Collected data:
=== Section Start ===

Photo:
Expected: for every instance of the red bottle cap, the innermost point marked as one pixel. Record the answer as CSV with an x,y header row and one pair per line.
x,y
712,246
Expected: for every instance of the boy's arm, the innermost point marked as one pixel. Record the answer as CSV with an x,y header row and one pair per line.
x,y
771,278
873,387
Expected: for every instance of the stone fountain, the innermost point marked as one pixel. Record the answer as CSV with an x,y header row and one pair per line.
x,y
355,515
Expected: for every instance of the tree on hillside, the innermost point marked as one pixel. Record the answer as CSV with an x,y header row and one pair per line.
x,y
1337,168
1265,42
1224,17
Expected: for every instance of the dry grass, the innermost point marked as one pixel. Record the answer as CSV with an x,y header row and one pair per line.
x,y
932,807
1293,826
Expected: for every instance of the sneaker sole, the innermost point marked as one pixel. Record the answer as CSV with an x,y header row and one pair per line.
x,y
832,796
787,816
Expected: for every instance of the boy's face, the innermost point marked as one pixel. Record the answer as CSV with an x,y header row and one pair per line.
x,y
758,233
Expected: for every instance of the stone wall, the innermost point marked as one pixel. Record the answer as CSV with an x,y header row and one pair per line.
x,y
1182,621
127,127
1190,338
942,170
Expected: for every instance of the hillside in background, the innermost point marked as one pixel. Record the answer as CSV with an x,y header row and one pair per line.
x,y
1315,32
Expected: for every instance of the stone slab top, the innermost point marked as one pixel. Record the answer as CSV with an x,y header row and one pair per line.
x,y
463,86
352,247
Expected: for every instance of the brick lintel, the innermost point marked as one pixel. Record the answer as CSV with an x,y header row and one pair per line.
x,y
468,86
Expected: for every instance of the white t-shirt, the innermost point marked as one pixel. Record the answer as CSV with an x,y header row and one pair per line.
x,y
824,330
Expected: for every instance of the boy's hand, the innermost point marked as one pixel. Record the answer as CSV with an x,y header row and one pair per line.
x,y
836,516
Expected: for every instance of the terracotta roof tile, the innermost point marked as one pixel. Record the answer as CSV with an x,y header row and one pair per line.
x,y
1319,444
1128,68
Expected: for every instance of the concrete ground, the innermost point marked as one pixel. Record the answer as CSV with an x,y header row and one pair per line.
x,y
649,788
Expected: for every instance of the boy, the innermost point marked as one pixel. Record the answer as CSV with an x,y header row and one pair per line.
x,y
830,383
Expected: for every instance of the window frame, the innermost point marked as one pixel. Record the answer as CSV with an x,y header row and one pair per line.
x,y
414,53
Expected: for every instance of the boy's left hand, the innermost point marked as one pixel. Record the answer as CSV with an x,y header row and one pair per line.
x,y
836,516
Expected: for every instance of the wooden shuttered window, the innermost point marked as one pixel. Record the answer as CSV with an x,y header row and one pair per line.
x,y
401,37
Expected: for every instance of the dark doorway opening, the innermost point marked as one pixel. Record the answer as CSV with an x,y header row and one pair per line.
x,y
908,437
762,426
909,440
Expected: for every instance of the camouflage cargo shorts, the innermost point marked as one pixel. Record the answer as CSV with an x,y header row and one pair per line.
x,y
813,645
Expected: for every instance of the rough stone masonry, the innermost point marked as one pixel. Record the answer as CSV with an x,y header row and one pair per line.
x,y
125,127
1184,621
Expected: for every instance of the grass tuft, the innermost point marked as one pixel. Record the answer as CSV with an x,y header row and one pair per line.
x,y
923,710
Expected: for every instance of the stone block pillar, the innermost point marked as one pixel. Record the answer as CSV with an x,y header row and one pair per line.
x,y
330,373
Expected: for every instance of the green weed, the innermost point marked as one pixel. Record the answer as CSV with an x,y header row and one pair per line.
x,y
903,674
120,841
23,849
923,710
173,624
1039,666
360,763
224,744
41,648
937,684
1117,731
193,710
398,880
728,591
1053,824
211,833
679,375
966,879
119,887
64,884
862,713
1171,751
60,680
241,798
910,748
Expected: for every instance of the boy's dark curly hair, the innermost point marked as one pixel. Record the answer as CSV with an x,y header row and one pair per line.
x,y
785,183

=== Section End ===

**Task to complete**: Copy out the entries above again, keeping them exact.

**Exercise answer**:
Photo:
Expected: for every instance of the red bottle cap, the innermost point marked as one pixel. Record the answer as CSV with an x,y header row and one pair per line.
x,y
712,246
Expected: for every instance of the boy's arm, the innermost point marked as one pixel. Record the answer as CSV with an x,y header row and one pair per line.
x,y
771,278
873,387
Expected: for every instance of the stone fountain, the innermost point marked as one pixel. Record the answer as CSV with an x,y header row and one pair per line.
x,y
355,515
Expected: for every instance of the tree on hillside, the innermost point marked as one pixel. Record the answer as CSV with an x,y header row and one pair per line.
x,y
1337,168
1265,42
1224,17
Expected: for every instance of the dry grass, the innermost point marked as one pixel. Record the answer as CSV with an x,y header row and one pair per line.
x,y
932,807
1293,826
Expected: for every instance of the sneaker sole, the innermost point marked as one pixel. Record the answer as CSV with an x,y header row and one pair per line.
x,y
832,796
787,816
Expected: for every instance of the boy's face, the innermost point marked as one pixel. Record the answer as CSV with an x,y header row and one pair per line.
x,y
758,233
Expected: for every instance of the stone wall, the innermost point marked as one pixel. Record the answer as CSV with an x,y header row and one pair per line.
x,y
1182,621
127,127
1190,338
942,170
Expected: for every instance of the hillside in background, the innermost point marked as one pixel. Record the answer as CSV with an x,y header row and one pair per line.
x,y
1315,32
Expected: for every instance of the stone slab top, the innermost point marked as one pixel. Record the answer as CSV with an x,y header row and one pair per line.
x,y
463,86
352,247
Expected: for every instance of the brick lintel, the innermost point marked as one pixel. Record the answer as CSV with an x,y header row and one pair per line.
x,y
468,86
Expected: for every instance of the white t-shirt, the innermost point marked as one pixel. Record the answer as CSV with an x,y header row and one pair per line.
x,y
824,330
Expected: for every instance of the boy's hand, the innermost point marked as one pixel. Record the answer as CSV with an x,y header row and one pair per line.
x,y
836,516
Expected: for every instance of the terracotta roof tile, the innermost point marked as one pixel. Record the answer as CSV with an x,y header row and one pair per line.
x,y
1319,444
1128,68
Expected: for every instance of the concrete ground, the innermost point marked as one pixel. Record the answer as CSV with an x,y header row and one pair per line.
x,y
649,788
Expected: for every instance of the boy, the innermost point marked as one pixel. Record the answer as CSV with an x,y header row and one pair per line.
x,y
830,383
Expected: for every instance of the window frame, the innermost point marked as one pixel. Record the answer as CSV with an x,y header row and one pair per line.
x,y
414,53
Expected: for every instance of the boy's left hand, the innermost point marked as one pixel. Record the answer as CSV with an x,y header row and one pair per line.
x,y
836,516
Expected: for every instance of the wooden shuttered window, the innermost point marked as one pixel. Record the answer as CSV with an x,y header row and one pair per line.
x,y
401,37
Expected: for every instance of the dark doorway opening, the innermost point marked as one pixel. Record the answer as CSV with an x,y header row and one pair per line.
x,y
908,437
762,426
909,440
Expected: for every instance of the camouflage cargo shorts, the innermost point marked as one pixel. Record the answer as CSV with an x,y header row and one pair per line.
x,y
813,645
Expected: for every instance of the rough stone masonry, the innermost point marked as one pixel. Record the answer as CSV with an x,y header row and one pair per line.
x,y
125,127
1184,621
Expected: for every instance of the grass tuft, the innermost point marked as one pixel. Record the answer as CSV with an x,y header row and one pair per line.
x,y
923,710
Expected: for every instance of the stone block pillar, the innermost point marked as one pixel. Record the answer as CSV with an x,y header row and one pair per line.
x,y
330,373
Expected: for every instance of the green weed, the innermost point marked as one pixel. Record the answer as CSV with an x,y header row and one pair per line.
x,y
903,674
120,841
23,849
923,710
173,624
1039,666
360,763
224,744
41,648
937,684
1117,731
193,710
398,880
728,591
1053,824
211,833
679,375
966,879
119,887
64,884
862,713
1171,751
60,680
241,798
910,748
Expected: for every instance of the boy's dark curly hair, the innermost point marked as one pixel. Record the answer as CSV with an x,y header row and one pair per line.
x,y
785,183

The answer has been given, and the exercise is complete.